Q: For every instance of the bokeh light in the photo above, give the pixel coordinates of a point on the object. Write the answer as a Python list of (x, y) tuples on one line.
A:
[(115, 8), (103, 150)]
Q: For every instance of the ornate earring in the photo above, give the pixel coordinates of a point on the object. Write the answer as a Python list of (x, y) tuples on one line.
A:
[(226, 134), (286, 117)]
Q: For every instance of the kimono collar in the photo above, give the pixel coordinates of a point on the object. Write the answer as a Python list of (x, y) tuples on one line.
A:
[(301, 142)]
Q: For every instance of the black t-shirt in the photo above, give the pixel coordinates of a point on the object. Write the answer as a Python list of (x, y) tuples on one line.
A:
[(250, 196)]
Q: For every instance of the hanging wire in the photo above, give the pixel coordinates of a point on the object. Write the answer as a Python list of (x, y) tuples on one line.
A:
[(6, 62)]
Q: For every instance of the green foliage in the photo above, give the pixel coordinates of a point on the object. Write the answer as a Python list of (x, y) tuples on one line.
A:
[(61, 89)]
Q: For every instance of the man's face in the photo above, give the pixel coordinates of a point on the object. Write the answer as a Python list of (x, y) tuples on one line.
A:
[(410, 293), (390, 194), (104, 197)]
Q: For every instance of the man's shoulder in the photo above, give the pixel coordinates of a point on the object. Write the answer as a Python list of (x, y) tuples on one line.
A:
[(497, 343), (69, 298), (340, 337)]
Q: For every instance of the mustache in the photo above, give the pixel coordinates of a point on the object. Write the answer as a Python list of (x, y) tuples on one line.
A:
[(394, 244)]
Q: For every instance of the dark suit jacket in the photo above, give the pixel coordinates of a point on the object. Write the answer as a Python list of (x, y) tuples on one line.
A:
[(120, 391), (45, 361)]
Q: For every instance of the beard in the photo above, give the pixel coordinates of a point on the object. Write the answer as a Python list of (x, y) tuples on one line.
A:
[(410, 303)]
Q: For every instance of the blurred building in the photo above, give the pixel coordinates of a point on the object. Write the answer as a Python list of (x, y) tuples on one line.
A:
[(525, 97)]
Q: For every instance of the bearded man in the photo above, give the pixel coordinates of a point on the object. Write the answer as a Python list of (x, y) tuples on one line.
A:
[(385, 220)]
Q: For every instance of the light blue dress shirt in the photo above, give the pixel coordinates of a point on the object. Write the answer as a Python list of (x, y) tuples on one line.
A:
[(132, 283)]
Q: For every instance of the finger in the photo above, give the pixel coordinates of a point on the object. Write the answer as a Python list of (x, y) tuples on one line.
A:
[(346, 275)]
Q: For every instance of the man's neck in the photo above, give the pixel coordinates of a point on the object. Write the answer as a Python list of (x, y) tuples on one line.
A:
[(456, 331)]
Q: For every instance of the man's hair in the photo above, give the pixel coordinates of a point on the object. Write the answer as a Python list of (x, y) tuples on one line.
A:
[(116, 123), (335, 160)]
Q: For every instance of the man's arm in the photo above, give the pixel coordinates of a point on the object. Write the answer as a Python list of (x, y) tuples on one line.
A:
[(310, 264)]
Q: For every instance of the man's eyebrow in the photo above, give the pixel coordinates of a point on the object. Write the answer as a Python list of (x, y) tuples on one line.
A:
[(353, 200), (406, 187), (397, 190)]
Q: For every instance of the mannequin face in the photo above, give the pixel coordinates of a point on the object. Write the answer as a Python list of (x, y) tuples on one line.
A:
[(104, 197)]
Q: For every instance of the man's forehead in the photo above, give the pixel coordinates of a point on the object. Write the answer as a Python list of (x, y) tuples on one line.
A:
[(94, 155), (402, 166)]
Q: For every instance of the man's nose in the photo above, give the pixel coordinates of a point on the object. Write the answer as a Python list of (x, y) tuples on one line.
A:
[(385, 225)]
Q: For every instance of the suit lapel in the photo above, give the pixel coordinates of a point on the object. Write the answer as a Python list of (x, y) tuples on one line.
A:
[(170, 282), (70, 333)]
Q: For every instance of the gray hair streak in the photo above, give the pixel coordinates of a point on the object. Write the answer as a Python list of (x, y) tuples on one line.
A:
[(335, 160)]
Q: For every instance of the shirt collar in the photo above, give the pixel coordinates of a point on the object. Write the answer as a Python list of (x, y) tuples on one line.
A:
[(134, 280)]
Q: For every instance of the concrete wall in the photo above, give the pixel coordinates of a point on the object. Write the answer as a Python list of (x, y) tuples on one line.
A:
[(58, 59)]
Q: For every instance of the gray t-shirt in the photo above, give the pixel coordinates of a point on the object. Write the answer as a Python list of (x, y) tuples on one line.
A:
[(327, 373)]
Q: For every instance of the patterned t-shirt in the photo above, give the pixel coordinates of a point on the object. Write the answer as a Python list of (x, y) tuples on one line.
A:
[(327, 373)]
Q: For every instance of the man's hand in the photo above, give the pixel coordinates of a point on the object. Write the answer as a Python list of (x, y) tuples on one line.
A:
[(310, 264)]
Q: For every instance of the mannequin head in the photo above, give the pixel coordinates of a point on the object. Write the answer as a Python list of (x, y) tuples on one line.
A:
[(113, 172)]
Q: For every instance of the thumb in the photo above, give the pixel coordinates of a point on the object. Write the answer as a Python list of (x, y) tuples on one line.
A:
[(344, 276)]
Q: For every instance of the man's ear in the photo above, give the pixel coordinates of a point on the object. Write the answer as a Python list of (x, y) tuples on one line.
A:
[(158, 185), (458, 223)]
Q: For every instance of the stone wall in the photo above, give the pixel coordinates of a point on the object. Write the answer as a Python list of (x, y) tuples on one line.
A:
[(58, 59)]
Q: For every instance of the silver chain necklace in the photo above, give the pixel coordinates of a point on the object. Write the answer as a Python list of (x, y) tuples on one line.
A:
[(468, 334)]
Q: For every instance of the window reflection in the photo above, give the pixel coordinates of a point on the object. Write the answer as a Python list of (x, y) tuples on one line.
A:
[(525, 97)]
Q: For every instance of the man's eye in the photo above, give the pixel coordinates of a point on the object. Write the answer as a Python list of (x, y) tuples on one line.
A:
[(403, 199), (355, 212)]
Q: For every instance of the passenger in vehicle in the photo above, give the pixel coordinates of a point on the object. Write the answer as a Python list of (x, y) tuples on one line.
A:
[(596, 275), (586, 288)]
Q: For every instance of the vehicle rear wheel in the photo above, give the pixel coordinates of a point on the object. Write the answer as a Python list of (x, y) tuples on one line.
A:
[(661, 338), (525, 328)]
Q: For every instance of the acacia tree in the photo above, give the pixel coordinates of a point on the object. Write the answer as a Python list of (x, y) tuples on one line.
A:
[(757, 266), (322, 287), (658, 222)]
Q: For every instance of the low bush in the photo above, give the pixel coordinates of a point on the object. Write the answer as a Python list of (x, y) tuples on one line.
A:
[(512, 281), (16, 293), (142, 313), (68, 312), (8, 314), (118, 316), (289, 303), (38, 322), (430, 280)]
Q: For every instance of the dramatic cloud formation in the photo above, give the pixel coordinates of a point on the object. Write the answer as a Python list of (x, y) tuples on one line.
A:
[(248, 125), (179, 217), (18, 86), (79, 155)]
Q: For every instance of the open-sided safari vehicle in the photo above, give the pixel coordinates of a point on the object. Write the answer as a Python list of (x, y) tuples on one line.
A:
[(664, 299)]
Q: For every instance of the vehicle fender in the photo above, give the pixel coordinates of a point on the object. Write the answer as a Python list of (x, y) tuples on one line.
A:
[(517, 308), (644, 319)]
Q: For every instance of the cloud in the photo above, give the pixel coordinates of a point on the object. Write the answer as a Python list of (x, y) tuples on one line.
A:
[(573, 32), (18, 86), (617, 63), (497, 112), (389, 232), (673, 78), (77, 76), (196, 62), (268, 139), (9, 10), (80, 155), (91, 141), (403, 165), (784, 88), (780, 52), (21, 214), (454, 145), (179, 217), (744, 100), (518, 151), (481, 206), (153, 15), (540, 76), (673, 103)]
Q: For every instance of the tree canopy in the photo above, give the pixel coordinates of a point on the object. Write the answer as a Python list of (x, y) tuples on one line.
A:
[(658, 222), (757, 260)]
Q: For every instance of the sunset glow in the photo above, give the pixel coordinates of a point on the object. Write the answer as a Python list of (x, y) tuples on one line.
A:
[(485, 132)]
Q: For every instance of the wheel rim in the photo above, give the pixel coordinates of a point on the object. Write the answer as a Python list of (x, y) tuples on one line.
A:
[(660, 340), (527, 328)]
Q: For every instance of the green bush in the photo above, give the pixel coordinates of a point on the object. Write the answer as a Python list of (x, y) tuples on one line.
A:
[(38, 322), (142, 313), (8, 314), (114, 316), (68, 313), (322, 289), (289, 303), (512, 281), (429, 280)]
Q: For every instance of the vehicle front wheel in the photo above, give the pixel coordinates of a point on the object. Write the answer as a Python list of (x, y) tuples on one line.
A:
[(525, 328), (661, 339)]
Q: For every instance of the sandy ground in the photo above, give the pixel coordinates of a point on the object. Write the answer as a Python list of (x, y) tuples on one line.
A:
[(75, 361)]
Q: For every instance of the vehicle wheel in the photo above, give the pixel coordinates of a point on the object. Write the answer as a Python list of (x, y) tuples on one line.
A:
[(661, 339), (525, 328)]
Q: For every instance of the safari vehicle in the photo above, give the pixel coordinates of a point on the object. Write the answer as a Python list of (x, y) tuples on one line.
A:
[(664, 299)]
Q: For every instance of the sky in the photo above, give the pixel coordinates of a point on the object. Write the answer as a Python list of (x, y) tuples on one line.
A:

----

- [Short task] Copy every line of the listing from the line with "Q: For every instance of the patterned" up to and including the line with "[(403, 199), (355, 212)]", and shift each coordinate in the answers by adding -64 to it. Leave out all other lines.

- [Complete answer]
Q: For every instance of the patterned t-shirt in the photo above, give the pixel coordinates of a point on the object. Write the answer as a Python list of (x, y) tuples on one line.
A:
[(263, 309)]
Q: For every instance of the man's hand in the photo above, give the pixel coordinates of a point on the object. Write the answer as a Python list of (x, y) tuples on one line.
A:
[(246, 200)]
Q: For every instance of the mannequin head in the photo above, give the pixel coordinates of a point on the object. Write the answer as a Python list of (x, y) tuples on one line.
A:
[(49, 108)]
Q: For every instance of the thumb in the photo above, give the pixel coordinates of a point on the object. Write the answer as a Python list of (x, y) tuples on one line.
A:
[(280, 212)]
Q: For every instance of the man's ear in the photo above, give the pixel coordinates of a point on the object. Write the answer as a Python list of (x, y) tuples on one line.
A:
[(94, 121), (394, 159)]
Q: For every instance of the stone wall in the photo above, give the pixel coordinates of a point on the object. Write the answer as a Python list of (x, y) tuples on one line.
A:
[(-6, -5)]
Q: For every instance of the silver chain necklace in the photo above, give the pixel coordinates of a point on the object. Write the answer as a Python list of (x, y) tuples on one line.
A:
[(404, 270)]
Q: For every instance of the window reflection in the photo above, give the pixel coordinates of a point on the object. Write the answer as a Python list of (x, y) tuples on one line.
A:
[(461, 33)]
Q: For every instance of the man's eye in the photo above, give the pixel coordinates of a point on the object. Write the answer as a Python list of (x, y) tuples on one line.
A:
[(339, 135), (291, 148)]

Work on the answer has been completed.